▶ _TASK REQUIREMENTS_:
Reproduce the listing below word for word, from the line that contains "like [560, 400]." up to and including its final line.

-- START --

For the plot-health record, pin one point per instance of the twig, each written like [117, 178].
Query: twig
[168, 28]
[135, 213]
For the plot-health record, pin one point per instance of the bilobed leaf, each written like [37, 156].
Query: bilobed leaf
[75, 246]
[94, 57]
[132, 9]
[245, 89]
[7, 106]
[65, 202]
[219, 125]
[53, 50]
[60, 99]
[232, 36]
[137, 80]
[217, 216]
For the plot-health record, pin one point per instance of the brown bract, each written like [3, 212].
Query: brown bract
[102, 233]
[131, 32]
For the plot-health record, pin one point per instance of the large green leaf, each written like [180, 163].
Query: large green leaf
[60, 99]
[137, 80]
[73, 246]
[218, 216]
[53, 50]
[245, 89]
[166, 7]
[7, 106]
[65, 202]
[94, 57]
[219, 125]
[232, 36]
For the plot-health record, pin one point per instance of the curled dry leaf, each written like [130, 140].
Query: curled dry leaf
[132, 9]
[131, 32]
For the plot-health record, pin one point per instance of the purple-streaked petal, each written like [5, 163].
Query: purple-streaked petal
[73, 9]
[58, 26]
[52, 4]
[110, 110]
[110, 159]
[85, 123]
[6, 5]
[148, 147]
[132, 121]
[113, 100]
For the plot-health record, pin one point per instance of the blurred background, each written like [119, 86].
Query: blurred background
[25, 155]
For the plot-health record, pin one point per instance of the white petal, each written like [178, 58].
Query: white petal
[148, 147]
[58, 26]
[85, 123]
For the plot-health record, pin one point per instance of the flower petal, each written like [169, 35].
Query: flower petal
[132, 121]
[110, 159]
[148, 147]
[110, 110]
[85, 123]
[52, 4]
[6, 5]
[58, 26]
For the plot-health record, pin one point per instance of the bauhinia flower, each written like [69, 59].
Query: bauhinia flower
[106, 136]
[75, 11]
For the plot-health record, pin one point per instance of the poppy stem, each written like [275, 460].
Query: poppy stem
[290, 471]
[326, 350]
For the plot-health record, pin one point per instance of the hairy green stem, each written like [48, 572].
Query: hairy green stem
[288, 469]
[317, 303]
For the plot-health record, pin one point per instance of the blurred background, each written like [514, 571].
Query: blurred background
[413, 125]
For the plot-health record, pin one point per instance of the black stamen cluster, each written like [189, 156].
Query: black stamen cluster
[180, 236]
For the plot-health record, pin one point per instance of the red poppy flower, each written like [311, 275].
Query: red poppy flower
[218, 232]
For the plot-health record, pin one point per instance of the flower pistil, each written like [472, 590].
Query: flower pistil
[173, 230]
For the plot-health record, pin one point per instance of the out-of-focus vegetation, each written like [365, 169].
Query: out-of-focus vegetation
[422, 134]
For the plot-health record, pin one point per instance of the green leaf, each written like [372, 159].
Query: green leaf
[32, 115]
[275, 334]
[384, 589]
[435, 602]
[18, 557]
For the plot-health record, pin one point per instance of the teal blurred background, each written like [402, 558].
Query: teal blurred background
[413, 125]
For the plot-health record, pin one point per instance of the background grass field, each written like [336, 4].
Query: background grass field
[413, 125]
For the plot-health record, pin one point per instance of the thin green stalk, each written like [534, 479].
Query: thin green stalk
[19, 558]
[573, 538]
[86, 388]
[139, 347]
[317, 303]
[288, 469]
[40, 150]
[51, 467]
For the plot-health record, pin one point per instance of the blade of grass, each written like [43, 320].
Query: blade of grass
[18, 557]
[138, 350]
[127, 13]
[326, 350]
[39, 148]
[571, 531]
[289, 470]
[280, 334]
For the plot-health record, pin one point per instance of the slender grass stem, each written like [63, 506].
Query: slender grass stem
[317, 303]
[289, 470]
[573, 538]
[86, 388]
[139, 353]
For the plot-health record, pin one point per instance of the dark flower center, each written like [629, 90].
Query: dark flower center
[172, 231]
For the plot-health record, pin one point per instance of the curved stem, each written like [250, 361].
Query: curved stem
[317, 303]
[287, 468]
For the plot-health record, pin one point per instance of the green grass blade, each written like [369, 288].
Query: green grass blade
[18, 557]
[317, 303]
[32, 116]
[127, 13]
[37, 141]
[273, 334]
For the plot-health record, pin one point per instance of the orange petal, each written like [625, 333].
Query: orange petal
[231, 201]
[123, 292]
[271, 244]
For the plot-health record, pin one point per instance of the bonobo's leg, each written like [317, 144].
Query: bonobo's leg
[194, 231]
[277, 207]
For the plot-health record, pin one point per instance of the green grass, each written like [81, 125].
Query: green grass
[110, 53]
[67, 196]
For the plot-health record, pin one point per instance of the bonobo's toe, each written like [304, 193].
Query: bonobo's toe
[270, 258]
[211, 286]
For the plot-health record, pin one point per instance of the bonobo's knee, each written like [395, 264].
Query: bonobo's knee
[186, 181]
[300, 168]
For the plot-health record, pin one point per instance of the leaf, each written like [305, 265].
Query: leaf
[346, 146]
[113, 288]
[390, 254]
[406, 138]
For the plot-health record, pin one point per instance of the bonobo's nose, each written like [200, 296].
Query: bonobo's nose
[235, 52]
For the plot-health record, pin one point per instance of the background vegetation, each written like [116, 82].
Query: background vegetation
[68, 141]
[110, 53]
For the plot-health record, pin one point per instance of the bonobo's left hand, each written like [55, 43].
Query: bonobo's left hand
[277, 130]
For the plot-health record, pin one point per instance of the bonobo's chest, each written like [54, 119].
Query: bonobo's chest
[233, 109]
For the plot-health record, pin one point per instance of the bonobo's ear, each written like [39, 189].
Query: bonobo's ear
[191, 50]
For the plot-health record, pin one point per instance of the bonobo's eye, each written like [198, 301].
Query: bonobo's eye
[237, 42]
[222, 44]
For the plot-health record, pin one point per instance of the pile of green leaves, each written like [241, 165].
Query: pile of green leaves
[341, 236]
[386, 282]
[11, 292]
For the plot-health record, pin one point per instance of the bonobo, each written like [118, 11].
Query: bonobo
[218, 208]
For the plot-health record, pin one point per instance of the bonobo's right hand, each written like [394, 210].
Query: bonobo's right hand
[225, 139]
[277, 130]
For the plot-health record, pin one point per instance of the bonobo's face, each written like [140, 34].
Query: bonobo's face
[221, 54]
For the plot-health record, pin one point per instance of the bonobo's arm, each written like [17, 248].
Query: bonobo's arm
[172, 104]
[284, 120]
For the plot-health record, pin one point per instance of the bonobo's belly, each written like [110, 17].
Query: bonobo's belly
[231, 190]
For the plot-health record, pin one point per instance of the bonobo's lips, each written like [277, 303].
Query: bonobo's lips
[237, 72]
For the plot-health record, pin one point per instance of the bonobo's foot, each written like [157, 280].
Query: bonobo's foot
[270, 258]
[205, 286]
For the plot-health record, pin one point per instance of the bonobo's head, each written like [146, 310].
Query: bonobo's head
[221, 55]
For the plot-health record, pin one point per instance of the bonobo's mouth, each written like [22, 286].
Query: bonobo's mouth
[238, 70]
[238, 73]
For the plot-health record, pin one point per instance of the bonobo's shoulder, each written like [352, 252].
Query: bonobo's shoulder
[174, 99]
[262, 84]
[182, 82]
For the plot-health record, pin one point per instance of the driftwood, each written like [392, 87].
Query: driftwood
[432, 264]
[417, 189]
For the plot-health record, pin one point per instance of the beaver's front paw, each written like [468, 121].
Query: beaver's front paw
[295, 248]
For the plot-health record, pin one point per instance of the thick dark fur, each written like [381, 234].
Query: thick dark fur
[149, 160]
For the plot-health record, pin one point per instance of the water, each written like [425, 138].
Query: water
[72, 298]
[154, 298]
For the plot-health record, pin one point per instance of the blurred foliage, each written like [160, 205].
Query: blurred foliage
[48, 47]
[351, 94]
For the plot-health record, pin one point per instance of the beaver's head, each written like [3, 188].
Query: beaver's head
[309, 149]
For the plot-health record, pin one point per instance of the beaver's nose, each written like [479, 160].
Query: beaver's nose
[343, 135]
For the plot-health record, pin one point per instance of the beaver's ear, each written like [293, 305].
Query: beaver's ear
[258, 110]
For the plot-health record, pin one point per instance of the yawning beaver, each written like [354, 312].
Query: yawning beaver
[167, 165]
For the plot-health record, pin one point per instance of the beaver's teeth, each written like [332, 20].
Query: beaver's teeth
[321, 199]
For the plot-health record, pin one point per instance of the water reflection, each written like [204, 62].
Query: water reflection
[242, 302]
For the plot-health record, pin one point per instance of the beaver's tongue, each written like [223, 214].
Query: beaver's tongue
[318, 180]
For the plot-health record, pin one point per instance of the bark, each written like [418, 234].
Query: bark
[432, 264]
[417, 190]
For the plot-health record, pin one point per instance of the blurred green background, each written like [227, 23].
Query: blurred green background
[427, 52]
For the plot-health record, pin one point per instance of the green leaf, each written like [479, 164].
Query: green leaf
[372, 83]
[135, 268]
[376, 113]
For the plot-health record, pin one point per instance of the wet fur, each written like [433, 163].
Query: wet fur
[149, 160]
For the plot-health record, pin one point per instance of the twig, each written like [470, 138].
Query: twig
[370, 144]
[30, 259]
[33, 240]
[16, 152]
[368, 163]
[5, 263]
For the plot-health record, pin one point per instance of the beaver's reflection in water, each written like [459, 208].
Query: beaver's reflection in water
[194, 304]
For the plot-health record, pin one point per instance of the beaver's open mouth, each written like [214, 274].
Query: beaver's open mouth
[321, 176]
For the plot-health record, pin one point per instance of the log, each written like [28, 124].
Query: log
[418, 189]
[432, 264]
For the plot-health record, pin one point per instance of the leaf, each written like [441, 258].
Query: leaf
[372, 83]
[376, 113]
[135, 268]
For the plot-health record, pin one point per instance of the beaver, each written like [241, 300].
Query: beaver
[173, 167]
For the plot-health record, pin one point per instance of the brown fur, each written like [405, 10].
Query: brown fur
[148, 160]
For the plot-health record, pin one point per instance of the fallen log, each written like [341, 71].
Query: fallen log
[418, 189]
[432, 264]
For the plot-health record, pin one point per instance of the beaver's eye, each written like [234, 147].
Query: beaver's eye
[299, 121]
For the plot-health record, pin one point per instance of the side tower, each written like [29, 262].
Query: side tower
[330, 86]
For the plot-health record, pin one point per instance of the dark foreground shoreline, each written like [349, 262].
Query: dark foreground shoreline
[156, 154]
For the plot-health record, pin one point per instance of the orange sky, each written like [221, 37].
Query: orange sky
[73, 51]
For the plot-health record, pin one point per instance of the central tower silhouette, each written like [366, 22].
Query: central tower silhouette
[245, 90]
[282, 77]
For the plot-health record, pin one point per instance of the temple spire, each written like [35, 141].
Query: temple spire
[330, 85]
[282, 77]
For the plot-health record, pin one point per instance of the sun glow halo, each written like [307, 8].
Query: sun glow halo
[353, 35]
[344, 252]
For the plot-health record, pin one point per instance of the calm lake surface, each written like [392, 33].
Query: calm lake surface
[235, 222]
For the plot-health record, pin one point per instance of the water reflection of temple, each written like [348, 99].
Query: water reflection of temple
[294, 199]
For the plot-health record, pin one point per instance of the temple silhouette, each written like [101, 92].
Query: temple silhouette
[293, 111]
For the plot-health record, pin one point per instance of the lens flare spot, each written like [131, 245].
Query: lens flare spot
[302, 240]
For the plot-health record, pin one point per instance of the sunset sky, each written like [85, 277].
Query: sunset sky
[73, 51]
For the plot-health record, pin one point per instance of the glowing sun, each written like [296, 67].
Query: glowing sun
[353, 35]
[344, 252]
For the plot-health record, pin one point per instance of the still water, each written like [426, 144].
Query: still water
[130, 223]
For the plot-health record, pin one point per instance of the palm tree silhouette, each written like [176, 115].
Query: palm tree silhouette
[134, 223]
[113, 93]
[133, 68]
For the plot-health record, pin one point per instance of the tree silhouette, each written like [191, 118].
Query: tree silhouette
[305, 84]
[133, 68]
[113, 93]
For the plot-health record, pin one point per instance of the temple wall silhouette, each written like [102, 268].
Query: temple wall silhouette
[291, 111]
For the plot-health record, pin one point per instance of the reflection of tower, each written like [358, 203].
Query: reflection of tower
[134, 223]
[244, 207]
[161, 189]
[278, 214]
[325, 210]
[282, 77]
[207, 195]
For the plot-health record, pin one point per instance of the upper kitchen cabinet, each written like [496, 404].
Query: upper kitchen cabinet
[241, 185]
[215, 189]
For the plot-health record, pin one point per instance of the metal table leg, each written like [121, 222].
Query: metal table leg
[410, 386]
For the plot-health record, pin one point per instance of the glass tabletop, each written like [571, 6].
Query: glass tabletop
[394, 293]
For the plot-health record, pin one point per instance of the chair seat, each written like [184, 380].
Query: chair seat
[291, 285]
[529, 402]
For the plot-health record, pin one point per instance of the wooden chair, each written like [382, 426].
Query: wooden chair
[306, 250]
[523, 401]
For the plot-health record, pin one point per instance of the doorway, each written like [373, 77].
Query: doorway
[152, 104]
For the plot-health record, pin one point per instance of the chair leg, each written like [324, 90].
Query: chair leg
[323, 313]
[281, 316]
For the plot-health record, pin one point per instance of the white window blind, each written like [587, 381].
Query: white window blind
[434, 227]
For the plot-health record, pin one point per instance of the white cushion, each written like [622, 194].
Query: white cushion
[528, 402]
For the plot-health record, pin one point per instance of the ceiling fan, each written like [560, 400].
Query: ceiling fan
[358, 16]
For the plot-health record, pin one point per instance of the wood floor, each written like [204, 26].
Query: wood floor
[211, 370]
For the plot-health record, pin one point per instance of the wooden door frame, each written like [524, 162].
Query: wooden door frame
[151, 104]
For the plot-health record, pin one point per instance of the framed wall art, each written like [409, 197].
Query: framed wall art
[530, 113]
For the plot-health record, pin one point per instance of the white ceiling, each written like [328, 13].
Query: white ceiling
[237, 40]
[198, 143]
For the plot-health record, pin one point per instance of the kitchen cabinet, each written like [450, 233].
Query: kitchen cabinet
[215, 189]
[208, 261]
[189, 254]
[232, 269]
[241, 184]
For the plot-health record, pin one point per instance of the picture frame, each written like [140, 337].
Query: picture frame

-- END --

▶ _WRITTEN SOLUTION_:
For the plot-health record, pin one point per instance of the ceiling fan, each written like [560, 400].
Query: ceiling fan
[358, 16]
For the plot-health record, pin one point per instance of the wood floor, each written like [204, 26].
Query: wood floor
[211, 370]
For the plot-health record, pin one point per instance of the wooden door frame, each written like [524, 162].
Query: wooden door frame
[151, 104]
For the plot-health record, pin one point per instance of the framed wall art, each written like [409, 197].
Query: framed wall art
[530, 113]
For the plot-health record, pin one point per instance of the white ceiling, each written like [328, 13].
Query: white ceiling
[237, 40]
[198, 143]
For the plot-health record, pin one point per instance of the kitchen cabinet, each written like [450, 233].
Query: kitchen cabinet
[215, 189]
[208, 261]
[189, 254]
[232, 269]
[241, 184]
For the plot-health record, pin one point per instance of the picture frame, each written like [140, 337].
Query: picture frame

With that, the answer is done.